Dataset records
Begin

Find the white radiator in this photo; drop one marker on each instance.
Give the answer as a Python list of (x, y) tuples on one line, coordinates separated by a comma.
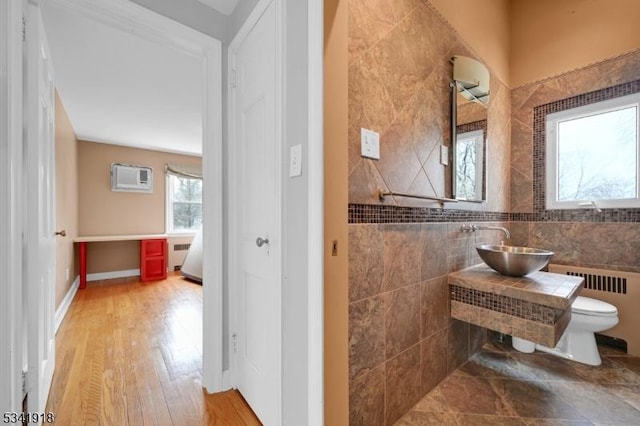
[(621, 289)]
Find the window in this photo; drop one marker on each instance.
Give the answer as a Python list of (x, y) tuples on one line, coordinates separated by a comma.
[(469, 163), (184, 204), (592, 155)]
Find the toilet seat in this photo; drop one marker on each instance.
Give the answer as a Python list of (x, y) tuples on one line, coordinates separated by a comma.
[(592, 307)]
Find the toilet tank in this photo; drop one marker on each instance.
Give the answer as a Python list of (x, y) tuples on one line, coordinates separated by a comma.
[(621, 289)]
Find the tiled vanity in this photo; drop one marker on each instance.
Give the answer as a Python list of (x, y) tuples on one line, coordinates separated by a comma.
[(536, 307)]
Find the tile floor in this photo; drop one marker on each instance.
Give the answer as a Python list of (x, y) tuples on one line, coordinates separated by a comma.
[(500, 386)]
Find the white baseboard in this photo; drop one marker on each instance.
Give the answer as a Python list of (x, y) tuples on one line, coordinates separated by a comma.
[(66, 303), (113, 274)]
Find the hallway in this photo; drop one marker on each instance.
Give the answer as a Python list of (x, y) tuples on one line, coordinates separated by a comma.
[(130, 353)]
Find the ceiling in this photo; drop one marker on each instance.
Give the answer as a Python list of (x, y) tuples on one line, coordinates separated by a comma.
[(122, 89), (223, 6)]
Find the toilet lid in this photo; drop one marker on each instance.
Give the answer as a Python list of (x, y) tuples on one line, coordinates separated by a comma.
[(587, 306)]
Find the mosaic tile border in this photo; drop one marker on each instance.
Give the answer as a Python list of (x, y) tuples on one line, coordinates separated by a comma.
[(372, 213), (505, 305), (539, 157)]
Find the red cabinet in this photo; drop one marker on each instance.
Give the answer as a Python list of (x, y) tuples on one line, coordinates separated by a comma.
[(153, 259)]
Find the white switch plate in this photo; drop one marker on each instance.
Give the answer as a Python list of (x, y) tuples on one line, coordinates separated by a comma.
[(444, 155), (370, 144), (295, 161)]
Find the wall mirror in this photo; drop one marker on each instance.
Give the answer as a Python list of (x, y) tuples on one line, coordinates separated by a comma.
[(469, 101)]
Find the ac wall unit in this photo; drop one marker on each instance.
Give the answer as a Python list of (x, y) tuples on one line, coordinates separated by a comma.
[(129, 178)]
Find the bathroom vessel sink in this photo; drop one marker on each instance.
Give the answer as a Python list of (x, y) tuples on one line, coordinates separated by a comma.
[(514, 261)]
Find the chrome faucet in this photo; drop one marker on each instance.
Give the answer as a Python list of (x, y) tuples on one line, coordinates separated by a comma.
[(474, 228)]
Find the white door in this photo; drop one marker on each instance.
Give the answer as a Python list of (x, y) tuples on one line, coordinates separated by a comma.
[(40, 213), (257, 284)]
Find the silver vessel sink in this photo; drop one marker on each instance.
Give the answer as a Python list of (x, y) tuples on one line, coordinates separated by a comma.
[(514, 261)]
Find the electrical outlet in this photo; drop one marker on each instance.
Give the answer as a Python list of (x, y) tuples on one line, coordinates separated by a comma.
[(295, 161), (370, 144)]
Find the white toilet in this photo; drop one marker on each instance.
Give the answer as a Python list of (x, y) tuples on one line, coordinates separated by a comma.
[(578, 342)]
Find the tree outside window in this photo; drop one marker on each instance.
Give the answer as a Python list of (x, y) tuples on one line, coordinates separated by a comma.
[(185, 204)]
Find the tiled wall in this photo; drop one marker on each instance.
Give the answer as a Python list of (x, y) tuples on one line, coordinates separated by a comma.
[(402, 340), (399, 75), (610, 239), (401, 337)]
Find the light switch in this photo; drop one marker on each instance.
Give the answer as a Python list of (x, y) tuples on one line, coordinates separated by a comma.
[(295, 161), (444, 155), (370, 144)]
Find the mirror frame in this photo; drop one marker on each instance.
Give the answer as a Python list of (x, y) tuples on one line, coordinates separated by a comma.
[(454, 143)]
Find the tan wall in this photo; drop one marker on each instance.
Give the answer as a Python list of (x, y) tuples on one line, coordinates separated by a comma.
[(336, 297), (549, 37), (484, 26), (66, 200), (105, 212)]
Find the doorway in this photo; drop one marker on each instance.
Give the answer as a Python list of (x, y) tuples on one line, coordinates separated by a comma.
[(128, 16)]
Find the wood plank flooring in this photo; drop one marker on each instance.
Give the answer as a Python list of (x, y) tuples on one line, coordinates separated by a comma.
[(130, 353)]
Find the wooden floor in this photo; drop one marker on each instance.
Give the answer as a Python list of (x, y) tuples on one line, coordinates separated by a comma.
[(130, 353)]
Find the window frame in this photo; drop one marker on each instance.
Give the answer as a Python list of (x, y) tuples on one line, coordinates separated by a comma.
[(551, 153), (476, 137), (169, 229)]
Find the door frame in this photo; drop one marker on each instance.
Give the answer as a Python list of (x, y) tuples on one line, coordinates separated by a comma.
[(12, 196), (124, 14), (313, 165), (234, 223)]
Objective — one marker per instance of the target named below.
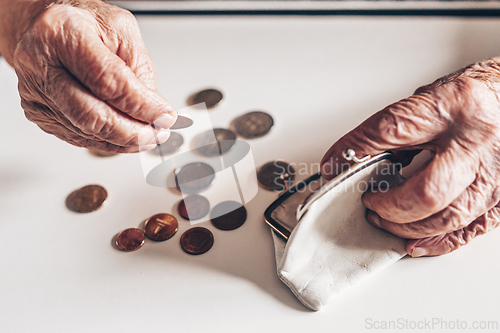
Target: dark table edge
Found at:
(344, 12)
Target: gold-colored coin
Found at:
(87, 199)
(174, 142)
(102, 153)
(160, 227)
(211, 97)
(130, 239)
(183, 121)
(254, 124)
(215, 142)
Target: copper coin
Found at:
(194, 177)
(160, 227)
(228, 215)
(254, 124)
(197, 240)
(216, 142)
(272, 175)
(130, 239)
(87, 199)
(174, 142)
(211, 97)
(102, 153)
(193, 207)
(183, 121)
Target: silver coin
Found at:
(211, 97)
(254, 124)
(216, 142)
(194, 177)
(183, 121)
(174, 142)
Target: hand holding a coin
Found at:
(455, 196)
(84, 73)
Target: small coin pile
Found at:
(193, 178)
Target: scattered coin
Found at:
(194, 177)
(254, 124)
(228, 215)
(87, 199)
(272, 175)
(197, 240)
(130, 239)
(160, 227)
(183, 121)
(193, 207)
(211, 97)
(174, 142)
(216, 142)
(102, 153)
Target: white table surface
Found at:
(318, 77)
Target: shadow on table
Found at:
(247, 252)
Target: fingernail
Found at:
(366, 201)
(146, 147)
(165, 121)
(419, 252)
(161, 137)
(372, 218)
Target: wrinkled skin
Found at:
(85, 76)
(455, 197)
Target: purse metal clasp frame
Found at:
(286, 211)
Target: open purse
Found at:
(324, 246)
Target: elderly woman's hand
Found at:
(455, 196)
(86, 77)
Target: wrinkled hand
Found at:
(455, 197)
(86, 77)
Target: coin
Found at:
(160, 227)
(272, 175)
(87, 199)
(174, 142)
(216, 142)
(211, 97)
(254, 124)
(194, 177)
(228, 215)
(197, 240)
(183, 121)
(101, 153)
(193, 207)
(130, 239)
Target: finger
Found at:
(443, 244)
(408, 123)
(126, 42)
(58, 130)
(428, 191)
(479, 198)
(94, 117)
(110, 79)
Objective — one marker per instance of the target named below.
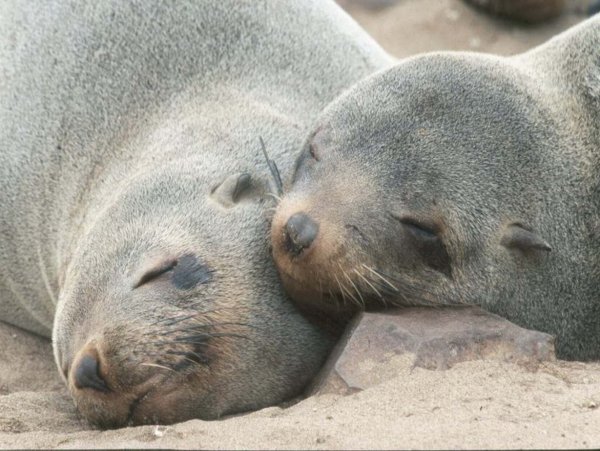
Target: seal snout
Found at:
(300, 232)
(86, 373)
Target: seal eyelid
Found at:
(156, 272)
(417, 227)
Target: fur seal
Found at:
(457, 178)
(133, 194)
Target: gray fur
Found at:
(461, 178)
(119, 122)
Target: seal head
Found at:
(454, 178)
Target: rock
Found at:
(431, 338)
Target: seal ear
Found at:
(232, 189)
(515, 236)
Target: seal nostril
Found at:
(300, 232)
(87, 374)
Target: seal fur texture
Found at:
(457, 178)
(134, 195)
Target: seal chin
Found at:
(114, 408)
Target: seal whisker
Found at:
(369, 283)
(362, 301)
(380, 276)
(345, 290)
(272, 168)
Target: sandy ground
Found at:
(474, 405)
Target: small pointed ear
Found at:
(515, 236)
(232, 189)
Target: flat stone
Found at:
(375, 346)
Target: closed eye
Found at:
(427, 242)
(156, 272)
(418, 228)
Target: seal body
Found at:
(133, 194)
(457, 178)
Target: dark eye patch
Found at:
(427, 242)
(156, 272)
(190, 272)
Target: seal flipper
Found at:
(515, 236)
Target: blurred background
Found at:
(505, 27)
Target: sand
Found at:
(480, 404)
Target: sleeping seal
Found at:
(133, 194)
(457, 178)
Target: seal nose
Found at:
(300, 232)
(87, 373)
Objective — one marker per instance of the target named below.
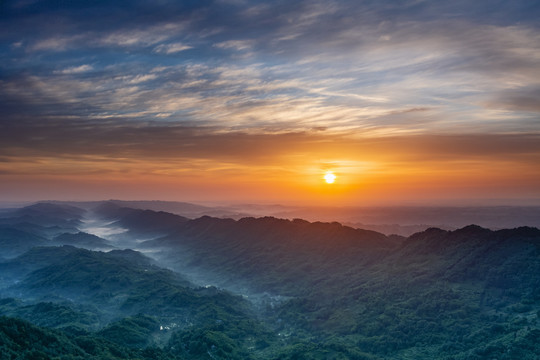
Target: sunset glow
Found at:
(423, 102)
(330, 178)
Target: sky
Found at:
(405, 102)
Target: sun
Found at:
(329, 177)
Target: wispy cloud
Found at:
(171, 48)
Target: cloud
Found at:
(76, 69)
(520, 99)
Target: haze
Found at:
(406, 102)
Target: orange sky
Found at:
(409, 102)
(289, 169)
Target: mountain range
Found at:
(166, 286)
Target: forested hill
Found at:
(291, 289)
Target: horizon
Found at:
(413, 103)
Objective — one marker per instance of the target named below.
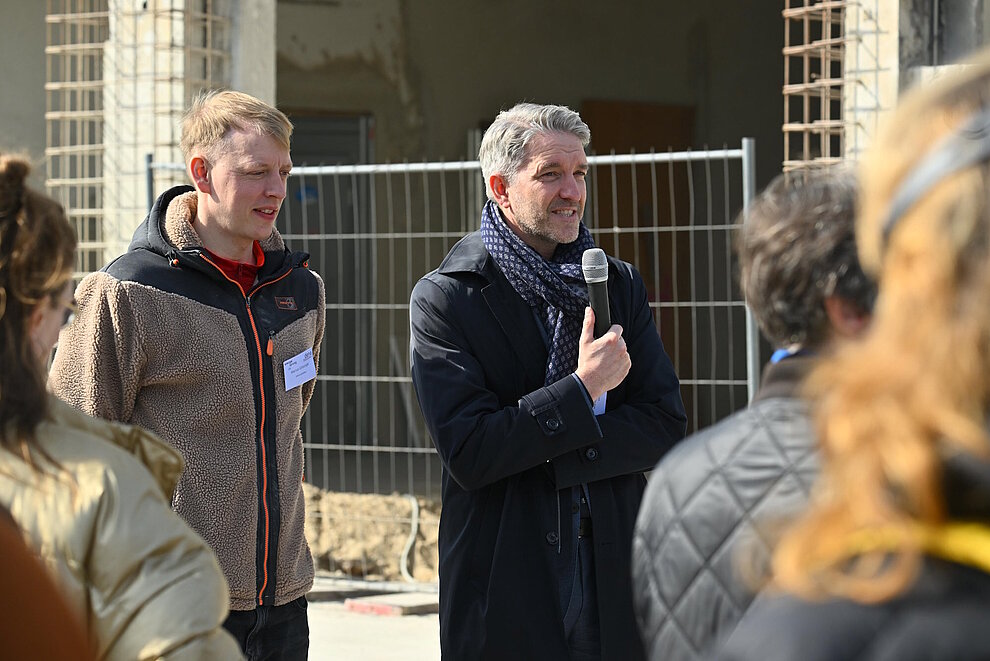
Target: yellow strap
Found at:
(964, 543)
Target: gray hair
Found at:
(796, 244)
(503, 149)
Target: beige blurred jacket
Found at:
(145, 585)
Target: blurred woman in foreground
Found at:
(892, 560)
(91, 497)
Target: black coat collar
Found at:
(514, 316)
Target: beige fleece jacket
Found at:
(149, 357)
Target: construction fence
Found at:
(374, 230)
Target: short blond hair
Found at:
(214, 113)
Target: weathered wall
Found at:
(22, 70)
(431, 70)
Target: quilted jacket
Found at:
(943, 615)
(709, 514)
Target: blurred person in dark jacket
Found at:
(544, 432)
(892, 558)
(91, 497)
(712, 505)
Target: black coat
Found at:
(508, 444)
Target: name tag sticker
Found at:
(299, 369)
(600, 404)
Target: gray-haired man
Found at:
(542, 469)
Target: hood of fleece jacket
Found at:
(168, 226)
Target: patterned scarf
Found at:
(556, 289)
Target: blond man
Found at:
(207, 331)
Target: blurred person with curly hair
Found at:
(90, 497)
(715, 502)
(892, 558)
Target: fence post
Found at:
(753, 363)
(150, 179)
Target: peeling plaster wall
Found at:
(352, 56)
(22, 69)
(431, 70)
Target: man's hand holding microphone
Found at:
(603, 360)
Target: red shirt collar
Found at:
(243, 273)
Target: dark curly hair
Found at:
(796, 245)
(37, 253)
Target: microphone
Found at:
(595, 268)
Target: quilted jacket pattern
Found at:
(710, 512)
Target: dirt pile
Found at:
(364, 535)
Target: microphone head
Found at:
(594, 265)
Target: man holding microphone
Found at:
(544, 431)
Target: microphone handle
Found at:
(598, 297)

End

BRIEF
Rewrite the records from the line with "Target: red shirt collar" through the end of the records, switching each "Found at:" to "Located at:" and changing nothing else.

CORRECT OUTPUT
Target: red shirt collar
Located at:
(243, 273)
Target: dark curly hair
Located at:
(796, 245)
(37, 253)
Target: microphone
Located at:
(595, 268)
Target: quilted jacket pattern
Located at:
(710, 512)
Target: dirt pile
Located at:
(364, 535)
Target: microphone head
Located at:
(594, 265)
Target: man holding microphone
Located at:
(544, 431)
Target: microphone handle
Located at:
(598, 297)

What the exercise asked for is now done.